SET PROBLEM 1: Summarize the Emancipation Day article in two sentences.

St. Maarten Emancipation Day takes on a special significance this year. On July 1, 2026, the official ceremony marking the 163rd anniversary of the abolition of slavery will be held at Belvedere Plantation, a site directly linked to the island’s history. More than just a commemoration, it is a reminder: freedom is conveyed not only through dates, but also through the places we choose to confront head-on.
St. Maarten Emancipation Day in Belvedere: More Than Just a Setting
At Belvedere Plantation, this July 1st doesn’t feel like a ceremony held at a random location. The government of Sint Maarten has announced that the official event will take place at this site on Oyster Pond Road from 8 a.m. to 10 a.m., featuring speeches, poetry, songs, cultural dances, guided tours, and a historical presentation of the site. This choice speaks volumes. Belvedere is not just a historic site. It is listed on Sint Maarten’s official register of monuments. Its main house is estimated to date from around 1840, and on-site research indicates the existence of two former sugar mills on the plantation.
For St. Maarten Emancipation Day, this changes everything. Memory is no longer abstract. It returns to a specific place, to a landscape where the plantation economy, forced labor, the colonial hierarchy, and acts of human resistance have left their mark.
A date, but above all, a human story
July 1 marks the legal abolition of slavery in the Dutch colonies in 1863. Within the Kingdom of the Netherlands, this date specifically refers to Suriname and the Caribbean islands, which were under Dutch rule at the time. The Dutch government also notes that, for many people, the legal end of slavery did not immediately mean full and genuine freedom, particularly because of the forms of forced labor that followed in certain territories.
But Sint Maarten has an even more unique history. The island has been divided between two sovereign powers since the Treaty of Concordia: the Dutch part, Sint Maarten, and the French part, Saint-Martin. According to UNESCO, slavery was abolished on the French side on May 28, 1848, while it remained in effect on the Dutch side until July 1, 1863.

DATA:
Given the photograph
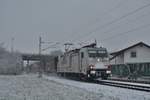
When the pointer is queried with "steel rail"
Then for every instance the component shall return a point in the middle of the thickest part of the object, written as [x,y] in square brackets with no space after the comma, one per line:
[134,86]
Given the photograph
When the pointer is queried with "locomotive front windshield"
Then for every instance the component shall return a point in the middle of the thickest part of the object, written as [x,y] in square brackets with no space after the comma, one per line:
[97,53]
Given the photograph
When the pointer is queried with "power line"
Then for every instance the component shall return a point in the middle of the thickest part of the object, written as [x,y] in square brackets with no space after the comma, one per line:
[97,19]
[117,27]
[123,33]
[118,19]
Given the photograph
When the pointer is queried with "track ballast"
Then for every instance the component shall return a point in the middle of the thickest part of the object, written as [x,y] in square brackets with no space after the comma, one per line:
[128,85]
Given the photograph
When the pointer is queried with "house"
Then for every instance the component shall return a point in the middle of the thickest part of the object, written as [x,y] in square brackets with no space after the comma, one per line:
[135,57]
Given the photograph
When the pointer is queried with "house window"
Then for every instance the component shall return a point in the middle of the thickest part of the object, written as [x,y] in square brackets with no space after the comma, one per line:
[133,54]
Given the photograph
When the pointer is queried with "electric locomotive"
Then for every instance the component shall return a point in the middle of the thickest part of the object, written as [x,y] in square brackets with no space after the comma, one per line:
[88,62]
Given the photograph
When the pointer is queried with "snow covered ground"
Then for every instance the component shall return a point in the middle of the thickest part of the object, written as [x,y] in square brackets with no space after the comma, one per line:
[106,92]
[30,87]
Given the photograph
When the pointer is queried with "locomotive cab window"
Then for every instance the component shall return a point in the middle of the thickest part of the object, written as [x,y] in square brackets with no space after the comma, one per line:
[133,54]
[82,55]
[97,53]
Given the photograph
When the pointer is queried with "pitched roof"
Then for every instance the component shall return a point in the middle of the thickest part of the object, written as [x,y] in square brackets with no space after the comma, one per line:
[125,49]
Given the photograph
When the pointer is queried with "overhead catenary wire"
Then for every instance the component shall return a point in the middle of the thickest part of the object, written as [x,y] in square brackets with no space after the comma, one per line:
[117,27]
[124,33]
[115,20]
[97,19]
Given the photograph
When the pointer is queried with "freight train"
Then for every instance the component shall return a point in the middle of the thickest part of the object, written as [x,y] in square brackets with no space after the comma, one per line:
[88,62]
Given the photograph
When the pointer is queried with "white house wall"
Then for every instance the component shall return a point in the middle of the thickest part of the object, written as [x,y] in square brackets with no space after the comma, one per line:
[142,55]
[118,60]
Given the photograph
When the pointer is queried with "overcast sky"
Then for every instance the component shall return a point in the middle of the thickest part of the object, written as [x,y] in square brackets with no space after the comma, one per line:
[73,21]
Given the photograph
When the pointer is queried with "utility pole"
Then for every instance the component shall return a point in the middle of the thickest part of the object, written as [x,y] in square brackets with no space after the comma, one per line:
[40,50]
[12,45]
[67,46]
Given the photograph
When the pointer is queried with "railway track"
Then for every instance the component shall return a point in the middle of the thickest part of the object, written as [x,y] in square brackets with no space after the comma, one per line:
[128,85]
[133,81]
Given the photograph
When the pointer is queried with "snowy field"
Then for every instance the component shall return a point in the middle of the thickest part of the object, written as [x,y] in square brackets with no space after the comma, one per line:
[106,92]
[29,87]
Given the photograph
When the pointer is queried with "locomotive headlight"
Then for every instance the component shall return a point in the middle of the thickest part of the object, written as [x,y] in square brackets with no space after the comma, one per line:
[91,66]
[108,72]
[93,72]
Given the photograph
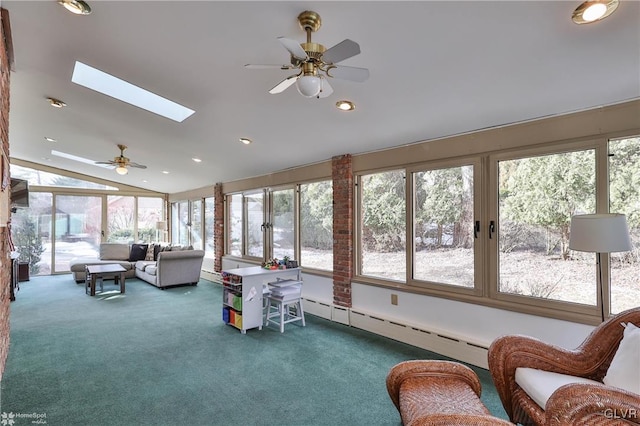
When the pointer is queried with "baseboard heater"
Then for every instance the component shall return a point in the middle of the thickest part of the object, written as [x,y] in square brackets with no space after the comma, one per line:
[442,343]
[212,276]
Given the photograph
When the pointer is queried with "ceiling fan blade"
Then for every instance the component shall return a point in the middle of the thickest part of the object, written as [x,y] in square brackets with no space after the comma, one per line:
[294,48]
[268,66]
[349,73]
[284,84]
[325,88]
[341,51]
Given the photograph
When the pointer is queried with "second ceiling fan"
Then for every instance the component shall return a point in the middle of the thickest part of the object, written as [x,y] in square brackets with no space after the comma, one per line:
[315,63]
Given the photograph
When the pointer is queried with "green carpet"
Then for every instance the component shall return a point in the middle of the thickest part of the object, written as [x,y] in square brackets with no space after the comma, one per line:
[153,357]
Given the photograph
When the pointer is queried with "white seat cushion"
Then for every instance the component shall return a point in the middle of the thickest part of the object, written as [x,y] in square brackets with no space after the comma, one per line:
[624,371]
[540,385]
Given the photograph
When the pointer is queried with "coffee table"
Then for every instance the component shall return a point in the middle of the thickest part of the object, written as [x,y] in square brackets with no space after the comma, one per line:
[100,272]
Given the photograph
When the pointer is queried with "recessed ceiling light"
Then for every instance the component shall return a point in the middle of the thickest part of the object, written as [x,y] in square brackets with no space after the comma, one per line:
[345,105]
[56,103]
[78,7]
[109,85]
[594,10]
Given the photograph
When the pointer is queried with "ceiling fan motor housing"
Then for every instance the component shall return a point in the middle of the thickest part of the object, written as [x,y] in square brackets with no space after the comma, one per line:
[309,20]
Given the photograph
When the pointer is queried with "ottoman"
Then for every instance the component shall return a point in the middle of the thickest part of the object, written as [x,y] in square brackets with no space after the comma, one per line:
[438,393]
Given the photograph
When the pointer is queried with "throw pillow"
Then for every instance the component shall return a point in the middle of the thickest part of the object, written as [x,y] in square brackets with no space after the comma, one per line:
[624,371]
[157,249]
[150,251]
[138,252]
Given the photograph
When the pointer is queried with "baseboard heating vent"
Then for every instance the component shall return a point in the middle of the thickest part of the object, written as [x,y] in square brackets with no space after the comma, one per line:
[212,276]
[456,347]
[340,314]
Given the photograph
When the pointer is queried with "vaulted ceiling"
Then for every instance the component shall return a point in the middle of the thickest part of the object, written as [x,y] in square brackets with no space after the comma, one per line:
[436,69]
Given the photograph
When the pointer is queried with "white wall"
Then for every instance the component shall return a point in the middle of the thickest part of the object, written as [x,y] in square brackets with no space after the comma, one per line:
[473,323]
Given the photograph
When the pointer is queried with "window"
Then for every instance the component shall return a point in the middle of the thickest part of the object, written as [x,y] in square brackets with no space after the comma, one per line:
[537,197]
[294,222]
[209,226]
[120,219]
[316,225]
[383,226]
[624,197]
[195,228]
[235,224]
[282,226]
[150,212]
[31,233]
[255,224]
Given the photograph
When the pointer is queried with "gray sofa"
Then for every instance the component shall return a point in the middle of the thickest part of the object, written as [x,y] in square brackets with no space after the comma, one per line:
[109,253]
[171,268]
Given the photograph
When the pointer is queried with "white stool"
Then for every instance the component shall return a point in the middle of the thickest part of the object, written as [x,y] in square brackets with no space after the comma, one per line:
[281,304]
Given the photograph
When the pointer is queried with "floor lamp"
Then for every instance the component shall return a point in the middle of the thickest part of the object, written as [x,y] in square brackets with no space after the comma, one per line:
[599,233]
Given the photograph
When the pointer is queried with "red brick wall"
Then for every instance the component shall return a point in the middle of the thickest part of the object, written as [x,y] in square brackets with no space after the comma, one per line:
[342,229]
[5,263]
[218,223]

SET PROBLEM 2: Collect every line of the entries above that contains the string "track". Case counts.

EXERCISE RESPONSE 1: On July 1, 2026, Sint Maarten's official ceremony marking the 163rd anniversary of the abolition of slavery will be held at Belvedere Plantation, a site on the island's official register of monuments whose main house is estimated to date from around 1840. July 1 marks the legal abolition of slavery in the Dutch colonies in 1863, while on the island's French side slavery was abolished on May 28, 1848.

EXERCISE RESPONSE 2:
When the pointer is queried with "track ballast"
When the pointer is queried with "railway track"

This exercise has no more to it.